# [Exercises]
1. Rewrite the passage on religion and belief starting at "The same definition" and ending at "belief in God.", with "Charities Bill" changed to "Education Bill".
2. Name every court case cited in the passage on religion and belief.
3. According to the passage on religion and belief, in what year was Campbell and Cosans v UK decided?

With regard to Amendments Nos. 168 and 210, the Human Rights Act 1998 does not define religion or belief, so the effect of the amendment would be to leave the definition to human rights case law. The courts already take into account case law when they are called upon to decide whether something is a religion or belief for the purposes of Part 2 of the Bill. They already do that in relation to the employment regulations on religion and belief and in relation to religiously aggravated offences in criminal law. We believe therefore that there would be nothing to be gained from the amendments. Indeed, explicitly referring to the Human Rights Act might exclude the courts from taking into account case law arising from the criminal offences.

It may be worth summarising what some of the key case law has provided. In X v UK in 1977, the main limitation on what constitutes a religion was that it must have a clear structure and belief system. In Campbell and Cosans v UK in 1982, "philosophical belief" was judged to be a belief that attained a certain level of cogency, seriousness, cohesion and importance that was worthy of respect in a democratic society and not incompatible with human dignity. In Baggs v Fudge from 2005—the most recent case—it was shown that a belief in the political views of the BNP should not be considered a belief for the purposes of the Employment Equality (Religion or Belief) Regulations 2003.

It may also be worth reminding the Committee that a number of definitions exist in law in relation to religion and belief and that they reflect, to some extent, the different purposes that the laws are intended to have. In criminal law, the definition used is,

The same definition is used in relation to the Racial and Religious Hatred Bill, which is currently being considered in the other place. In the Charities Bill, the definition is worded in terms of belief in God.

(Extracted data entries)
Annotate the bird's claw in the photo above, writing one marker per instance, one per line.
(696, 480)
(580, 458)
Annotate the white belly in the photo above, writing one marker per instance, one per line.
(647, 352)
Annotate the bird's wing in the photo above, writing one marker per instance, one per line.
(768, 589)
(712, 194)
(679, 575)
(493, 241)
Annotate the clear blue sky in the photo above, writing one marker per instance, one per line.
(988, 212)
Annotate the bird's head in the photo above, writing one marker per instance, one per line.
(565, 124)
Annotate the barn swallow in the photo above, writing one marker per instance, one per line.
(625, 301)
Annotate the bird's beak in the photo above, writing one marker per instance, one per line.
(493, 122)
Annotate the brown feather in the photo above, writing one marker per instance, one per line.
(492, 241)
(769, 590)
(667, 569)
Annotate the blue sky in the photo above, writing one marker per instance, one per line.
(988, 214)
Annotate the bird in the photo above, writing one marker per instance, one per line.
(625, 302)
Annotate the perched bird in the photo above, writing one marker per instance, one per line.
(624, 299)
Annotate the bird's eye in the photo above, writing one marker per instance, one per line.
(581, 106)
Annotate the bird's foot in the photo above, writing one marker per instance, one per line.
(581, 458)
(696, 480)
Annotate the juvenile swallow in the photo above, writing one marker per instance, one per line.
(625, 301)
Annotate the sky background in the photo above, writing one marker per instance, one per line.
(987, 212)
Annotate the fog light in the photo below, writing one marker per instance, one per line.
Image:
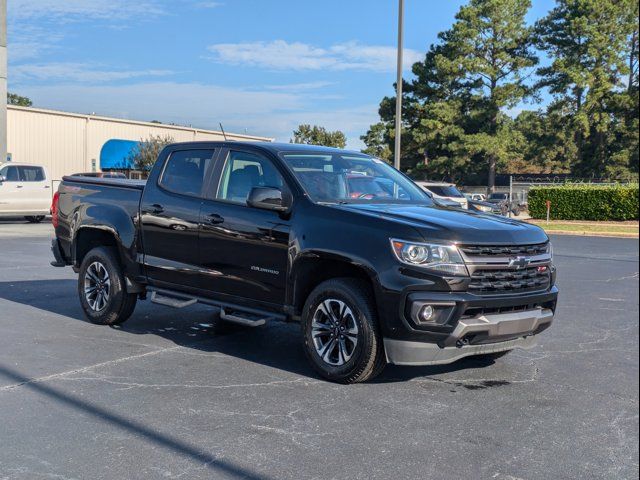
(426, 313)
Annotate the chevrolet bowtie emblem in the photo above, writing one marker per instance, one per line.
(519, 262)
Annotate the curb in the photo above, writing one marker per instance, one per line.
(592, 234)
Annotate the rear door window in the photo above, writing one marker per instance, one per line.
(186, 170)
(242, 172)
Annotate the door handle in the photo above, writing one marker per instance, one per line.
(215, 219)
(157, 208)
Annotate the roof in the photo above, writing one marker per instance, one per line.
(435, 184)
(273, 147)
(19, 164)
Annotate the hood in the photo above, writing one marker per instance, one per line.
(454, 224)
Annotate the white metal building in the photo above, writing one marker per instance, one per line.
(68, 143)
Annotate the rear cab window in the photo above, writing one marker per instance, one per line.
(185, 171)
(31, 174)
(10, 173)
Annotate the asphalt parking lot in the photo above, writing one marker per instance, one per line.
(163, 397)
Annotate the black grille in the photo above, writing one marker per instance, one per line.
(488, 282)
(504, 250)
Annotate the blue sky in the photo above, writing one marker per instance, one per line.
(260, 66)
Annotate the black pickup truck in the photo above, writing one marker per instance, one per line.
(341, 242)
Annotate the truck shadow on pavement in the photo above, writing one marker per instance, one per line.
(276, 345)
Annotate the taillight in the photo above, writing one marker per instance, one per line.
(54, 209)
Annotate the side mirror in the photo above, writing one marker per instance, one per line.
(269, 198)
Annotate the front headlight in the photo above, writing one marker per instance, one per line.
(443, 258)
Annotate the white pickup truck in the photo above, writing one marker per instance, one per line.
(25, 190)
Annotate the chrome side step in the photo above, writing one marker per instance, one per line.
(172, 301)
(242, 318)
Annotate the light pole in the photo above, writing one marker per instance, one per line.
(396, 156)
(3, 81)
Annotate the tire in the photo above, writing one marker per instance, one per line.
(108, 303)
(342, 311)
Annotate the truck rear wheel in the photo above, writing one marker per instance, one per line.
(340, 329)
(102, 288)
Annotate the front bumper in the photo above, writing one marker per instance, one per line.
(473, 336)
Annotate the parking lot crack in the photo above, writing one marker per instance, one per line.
(87, 368)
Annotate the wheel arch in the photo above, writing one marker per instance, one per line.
(311, 270)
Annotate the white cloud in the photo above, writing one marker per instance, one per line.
(67, 10)
(209, 4)
(26, 41)
(258, 111)
(76, 72)
(296, 87)
(281, 55)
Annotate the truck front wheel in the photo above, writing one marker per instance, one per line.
(341, 336)
(102, 288)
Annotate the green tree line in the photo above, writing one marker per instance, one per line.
(458, 108)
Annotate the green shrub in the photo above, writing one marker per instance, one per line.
(585, 202)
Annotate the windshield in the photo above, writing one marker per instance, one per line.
(350, 178)
(445, 191)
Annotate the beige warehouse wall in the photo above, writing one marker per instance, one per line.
(67, 143)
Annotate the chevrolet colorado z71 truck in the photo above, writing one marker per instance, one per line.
(351, 248)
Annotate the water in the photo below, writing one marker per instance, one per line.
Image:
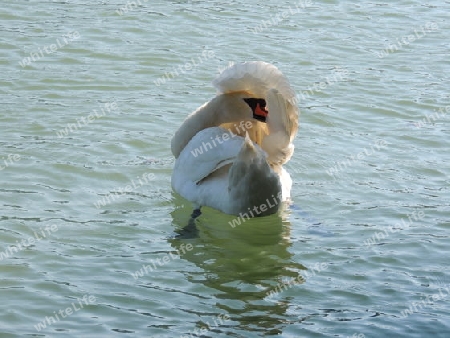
(93, 239)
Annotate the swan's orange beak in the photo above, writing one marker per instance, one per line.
(258, 107)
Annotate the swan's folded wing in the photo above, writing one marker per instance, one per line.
(208, 151)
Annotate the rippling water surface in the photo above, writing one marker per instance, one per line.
(94, 242)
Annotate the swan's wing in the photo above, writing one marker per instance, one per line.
(208, 151)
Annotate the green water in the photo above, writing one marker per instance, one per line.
(94, 242)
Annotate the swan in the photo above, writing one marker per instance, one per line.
(230, 151)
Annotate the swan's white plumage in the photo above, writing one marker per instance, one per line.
(227, 168)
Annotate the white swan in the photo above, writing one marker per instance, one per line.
(230, 151)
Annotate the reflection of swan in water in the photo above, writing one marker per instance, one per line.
(239, 265)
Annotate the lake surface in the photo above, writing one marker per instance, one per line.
(94, 243)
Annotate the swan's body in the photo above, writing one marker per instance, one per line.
(230, 151)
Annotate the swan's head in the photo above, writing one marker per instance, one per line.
(258, 107)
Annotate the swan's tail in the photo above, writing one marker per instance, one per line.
(255, 77)
(253, 184)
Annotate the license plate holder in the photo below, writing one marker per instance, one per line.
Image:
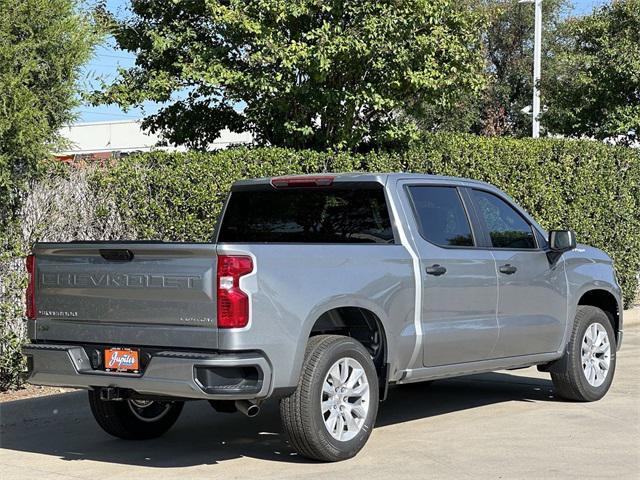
(125, 360)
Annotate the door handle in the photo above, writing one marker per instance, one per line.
(508, 269)
(436, 270)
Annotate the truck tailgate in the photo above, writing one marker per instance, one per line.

# [Answers to each task]
1.
The same definition is used in relation to the Racial and Religious Hatred Bill, which is currently being considered in the other place. In the Education Bill, the definition is worded in terms of belief in God.

2. X v UK, Campbell and Cosans v UK, Baggs v Fudge

3. 1982